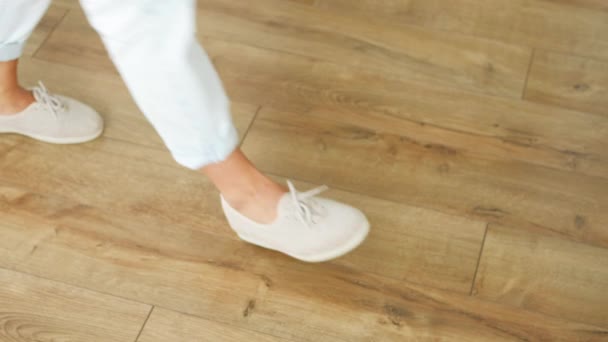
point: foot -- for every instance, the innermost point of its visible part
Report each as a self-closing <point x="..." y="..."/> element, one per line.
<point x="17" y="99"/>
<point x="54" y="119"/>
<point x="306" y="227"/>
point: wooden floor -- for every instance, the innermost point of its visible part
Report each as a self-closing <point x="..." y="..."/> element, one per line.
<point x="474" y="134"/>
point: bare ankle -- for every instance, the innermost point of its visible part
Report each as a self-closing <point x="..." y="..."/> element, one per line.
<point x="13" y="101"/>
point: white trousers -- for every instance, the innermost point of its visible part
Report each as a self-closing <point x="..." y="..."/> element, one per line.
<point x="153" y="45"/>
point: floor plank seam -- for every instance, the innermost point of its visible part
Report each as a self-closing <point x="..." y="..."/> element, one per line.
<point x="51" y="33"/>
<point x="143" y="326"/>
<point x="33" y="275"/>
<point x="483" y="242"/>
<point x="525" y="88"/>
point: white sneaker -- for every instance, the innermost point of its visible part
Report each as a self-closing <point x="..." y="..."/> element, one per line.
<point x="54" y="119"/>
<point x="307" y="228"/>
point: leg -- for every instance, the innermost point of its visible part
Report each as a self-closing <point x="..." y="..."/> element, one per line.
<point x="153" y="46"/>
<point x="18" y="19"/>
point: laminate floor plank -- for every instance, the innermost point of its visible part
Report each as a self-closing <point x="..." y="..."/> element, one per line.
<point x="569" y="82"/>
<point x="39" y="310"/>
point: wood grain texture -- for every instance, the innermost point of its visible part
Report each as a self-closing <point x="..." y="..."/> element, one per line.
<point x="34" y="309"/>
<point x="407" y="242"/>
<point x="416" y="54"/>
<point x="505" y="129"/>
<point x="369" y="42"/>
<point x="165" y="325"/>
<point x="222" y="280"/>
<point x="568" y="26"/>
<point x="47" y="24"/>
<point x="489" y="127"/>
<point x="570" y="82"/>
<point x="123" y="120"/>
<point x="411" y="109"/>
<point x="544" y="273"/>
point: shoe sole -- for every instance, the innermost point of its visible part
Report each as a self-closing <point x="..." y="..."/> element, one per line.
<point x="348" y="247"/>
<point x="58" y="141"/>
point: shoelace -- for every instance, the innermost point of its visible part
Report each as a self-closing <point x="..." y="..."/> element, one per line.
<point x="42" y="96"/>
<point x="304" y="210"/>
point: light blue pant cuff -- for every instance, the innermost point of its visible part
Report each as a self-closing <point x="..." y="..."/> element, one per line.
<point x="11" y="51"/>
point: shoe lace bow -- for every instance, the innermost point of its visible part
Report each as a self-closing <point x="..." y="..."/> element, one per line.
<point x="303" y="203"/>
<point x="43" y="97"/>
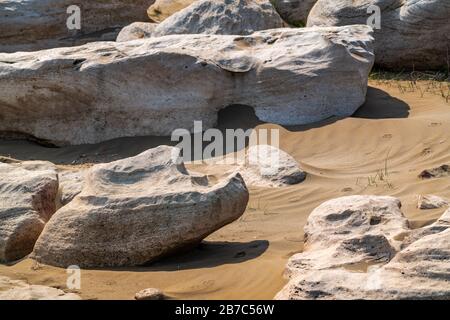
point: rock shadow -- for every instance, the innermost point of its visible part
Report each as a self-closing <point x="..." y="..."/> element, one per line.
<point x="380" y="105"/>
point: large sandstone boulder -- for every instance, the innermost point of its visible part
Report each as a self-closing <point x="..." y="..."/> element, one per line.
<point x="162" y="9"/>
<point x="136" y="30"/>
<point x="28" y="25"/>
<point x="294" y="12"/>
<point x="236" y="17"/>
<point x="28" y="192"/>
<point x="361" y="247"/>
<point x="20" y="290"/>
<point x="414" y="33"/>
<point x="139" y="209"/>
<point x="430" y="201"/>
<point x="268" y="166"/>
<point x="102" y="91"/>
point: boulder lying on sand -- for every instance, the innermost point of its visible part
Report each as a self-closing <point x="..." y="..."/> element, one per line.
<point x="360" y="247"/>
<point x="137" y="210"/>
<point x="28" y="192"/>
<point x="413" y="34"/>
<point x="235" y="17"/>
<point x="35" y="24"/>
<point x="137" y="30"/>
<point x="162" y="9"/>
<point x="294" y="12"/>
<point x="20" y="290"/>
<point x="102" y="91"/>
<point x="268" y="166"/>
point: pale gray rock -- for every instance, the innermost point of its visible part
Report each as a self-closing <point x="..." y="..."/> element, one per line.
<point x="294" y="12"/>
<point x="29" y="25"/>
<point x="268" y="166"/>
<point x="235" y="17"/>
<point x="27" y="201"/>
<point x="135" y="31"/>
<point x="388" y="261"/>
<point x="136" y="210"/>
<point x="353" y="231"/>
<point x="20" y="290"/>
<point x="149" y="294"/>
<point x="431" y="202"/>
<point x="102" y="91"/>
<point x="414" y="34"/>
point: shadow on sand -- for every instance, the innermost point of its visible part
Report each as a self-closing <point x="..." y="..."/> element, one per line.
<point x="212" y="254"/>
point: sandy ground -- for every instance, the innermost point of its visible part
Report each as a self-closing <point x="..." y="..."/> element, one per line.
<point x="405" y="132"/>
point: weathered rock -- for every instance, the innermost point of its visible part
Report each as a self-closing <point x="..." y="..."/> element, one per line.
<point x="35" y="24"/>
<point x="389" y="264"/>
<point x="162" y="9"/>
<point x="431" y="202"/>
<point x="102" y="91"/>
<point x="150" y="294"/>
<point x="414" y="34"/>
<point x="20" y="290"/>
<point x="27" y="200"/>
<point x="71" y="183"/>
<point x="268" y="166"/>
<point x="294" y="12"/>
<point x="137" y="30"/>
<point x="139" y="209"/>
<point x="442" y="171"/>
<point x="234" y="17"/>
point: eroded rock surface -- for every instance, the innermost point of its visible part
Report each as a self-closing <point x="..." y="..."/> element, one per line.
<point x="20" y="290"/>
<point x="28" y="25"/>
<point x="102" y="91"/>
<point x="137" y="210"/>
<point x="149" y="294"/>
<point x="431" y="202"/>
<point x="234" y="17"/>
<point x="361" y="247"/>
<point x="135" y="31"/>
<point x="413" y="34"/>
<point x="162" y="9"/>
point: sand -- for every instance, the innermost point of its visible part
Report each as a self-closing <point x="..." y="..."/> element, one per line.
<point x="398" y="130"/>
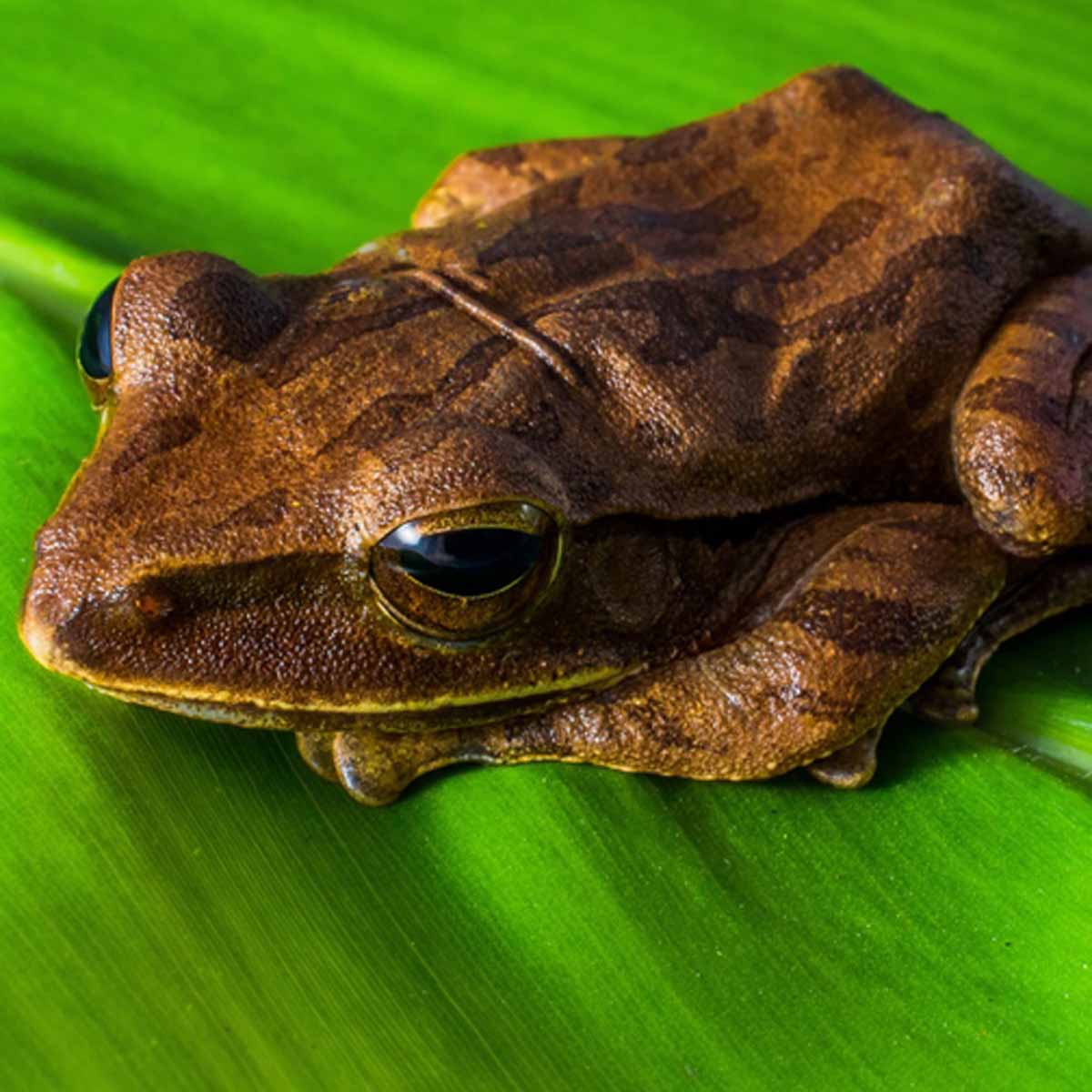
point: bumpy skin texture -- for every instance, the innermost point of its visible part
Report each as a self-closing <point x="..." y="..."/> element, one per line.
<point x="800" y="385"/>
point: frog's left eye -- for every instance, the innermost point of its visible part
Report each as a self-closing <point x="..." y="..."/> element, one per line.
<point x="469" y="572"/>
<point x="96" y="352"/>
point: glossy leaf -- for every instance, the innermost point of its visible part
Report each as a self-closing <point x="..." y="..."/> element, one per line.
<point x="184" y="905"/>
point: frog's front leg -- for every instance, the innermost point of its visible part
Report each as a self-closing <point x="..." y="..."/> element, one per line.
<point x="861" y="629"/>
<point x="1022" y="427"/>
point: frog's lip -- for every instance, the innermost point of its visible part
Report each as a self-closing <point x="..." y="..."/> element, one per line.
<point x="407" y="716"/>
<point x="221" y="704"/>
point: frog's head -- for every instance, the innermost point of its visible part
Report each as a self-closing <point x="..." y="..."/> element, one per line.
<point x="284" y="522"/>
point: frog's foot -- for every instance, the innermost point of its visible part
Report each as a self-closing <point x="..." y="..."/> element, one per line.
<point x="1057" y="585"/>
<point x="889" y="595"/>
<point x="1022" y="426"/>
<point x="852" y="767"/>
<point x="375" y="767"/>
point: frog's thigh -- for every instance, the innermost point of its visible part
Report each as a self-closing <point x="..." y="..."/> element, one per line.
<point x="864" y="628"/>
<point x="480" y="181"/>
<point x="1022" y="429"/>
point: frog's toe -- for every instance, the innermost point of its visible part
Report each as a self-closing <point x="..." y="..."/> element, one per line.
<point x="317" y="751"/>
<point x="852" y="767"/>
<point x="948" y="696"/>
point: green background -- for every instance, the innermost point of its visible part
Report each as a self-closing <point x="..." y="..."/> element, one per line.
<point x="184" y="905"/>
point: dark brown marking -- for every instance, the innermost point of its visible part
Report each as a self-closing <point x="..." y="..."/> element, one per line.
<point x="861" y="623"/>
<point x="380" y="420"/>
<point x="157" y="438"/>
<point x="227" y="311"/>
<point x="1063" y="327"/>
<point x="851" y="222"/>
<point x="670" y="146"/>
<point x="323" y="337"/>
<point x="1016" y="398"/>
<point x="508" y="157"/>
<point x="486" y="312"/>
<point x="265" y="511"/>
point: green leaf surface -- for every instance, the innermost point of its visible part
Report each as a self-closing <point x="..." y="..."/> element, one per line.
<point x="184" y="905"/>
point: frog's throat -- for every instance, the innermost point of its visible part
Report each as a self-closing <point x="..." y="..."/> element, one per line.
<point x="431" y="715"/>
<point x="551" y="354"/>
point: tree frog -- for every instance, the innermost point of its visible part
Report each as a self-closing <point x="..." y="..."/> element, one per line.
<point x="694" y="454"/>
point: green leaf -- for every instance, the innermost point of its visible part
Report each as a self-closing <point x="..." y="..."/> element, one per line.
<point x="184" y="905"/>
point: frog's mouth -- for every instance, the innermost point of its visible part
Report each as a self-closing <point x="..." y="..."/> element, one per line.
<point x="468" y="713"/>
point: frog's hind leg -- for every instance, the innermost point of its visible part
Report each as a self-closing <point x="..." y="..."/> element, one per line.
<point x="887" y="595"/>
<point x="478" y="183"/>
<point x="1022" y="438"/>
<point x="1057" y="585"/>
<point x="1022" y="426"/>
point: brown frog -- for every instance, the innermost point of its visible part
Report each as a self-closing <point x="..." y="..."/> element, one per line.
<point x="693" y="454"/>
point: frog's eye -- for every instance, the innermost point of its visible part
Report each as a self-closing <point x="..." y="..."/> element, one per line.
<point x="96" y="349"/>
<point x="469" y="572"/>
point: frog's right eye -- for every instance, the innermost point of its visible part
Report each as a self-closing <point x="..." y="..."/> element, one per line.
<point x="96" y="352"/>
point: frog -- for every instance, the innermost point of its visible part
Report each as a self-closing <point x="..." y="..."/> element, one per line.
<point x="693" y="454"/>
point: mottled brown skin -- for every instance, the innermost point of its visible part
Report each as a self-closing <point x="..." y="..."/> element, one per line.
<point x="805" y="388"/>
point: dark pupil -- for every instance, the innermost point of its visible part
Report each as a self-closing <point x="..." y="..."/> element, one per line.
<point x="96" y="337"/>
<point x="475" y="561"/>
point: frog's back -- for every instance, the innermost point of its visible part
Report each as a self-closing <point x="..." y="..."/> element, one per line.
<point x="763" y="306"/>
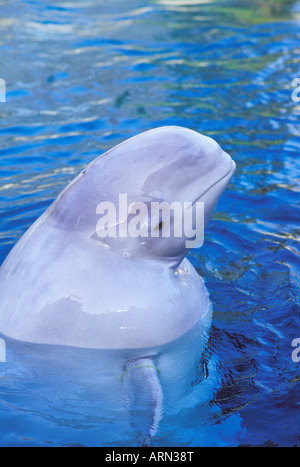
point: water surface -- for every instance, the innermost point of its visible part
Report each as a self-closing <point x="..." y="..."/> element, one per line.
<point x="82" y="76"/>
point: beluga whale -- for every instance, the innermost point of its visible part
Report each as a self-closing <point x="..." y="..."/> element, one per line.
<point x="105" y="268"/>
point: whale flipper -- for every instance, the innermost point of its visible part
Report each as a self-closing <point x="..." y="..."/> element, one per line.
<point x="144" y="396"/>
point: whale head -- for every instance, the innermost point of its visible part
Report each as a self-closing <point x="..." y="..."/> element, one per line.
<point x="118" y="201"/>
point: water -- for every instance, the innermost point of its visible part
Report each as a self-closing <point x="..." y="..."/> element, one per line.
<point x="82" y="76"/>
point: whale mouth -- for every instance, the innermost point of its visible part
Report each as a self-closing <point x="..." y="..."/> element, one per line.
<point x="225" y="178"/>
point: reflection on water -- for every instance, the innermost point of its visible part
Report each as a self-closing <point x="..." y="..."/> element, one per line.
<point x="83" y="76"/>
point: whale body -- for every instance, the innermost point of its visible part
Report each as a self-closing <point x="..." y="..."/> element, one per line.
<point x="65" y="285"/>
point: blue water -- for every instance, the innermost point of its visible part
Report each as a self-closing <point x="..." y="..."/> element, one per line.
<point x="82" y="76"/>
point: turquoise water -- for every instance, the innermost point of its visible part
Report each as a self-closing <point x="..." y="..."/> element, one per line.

DIRECTIONS FOR THIS TASK -
Would you copy out exactly the lines above that start at the one containing "point: green background" and end at the one containing "point: dark brown", inclusive?

RESPONSE -
point: green background -- for every instance, the innermost point of its visible part
Report each as a self-closing <point x="..." y="..."/> element, one per line.
<point x="184" y="905"/>
point: dark brown marking -- for every instance, the innermost point of its visible part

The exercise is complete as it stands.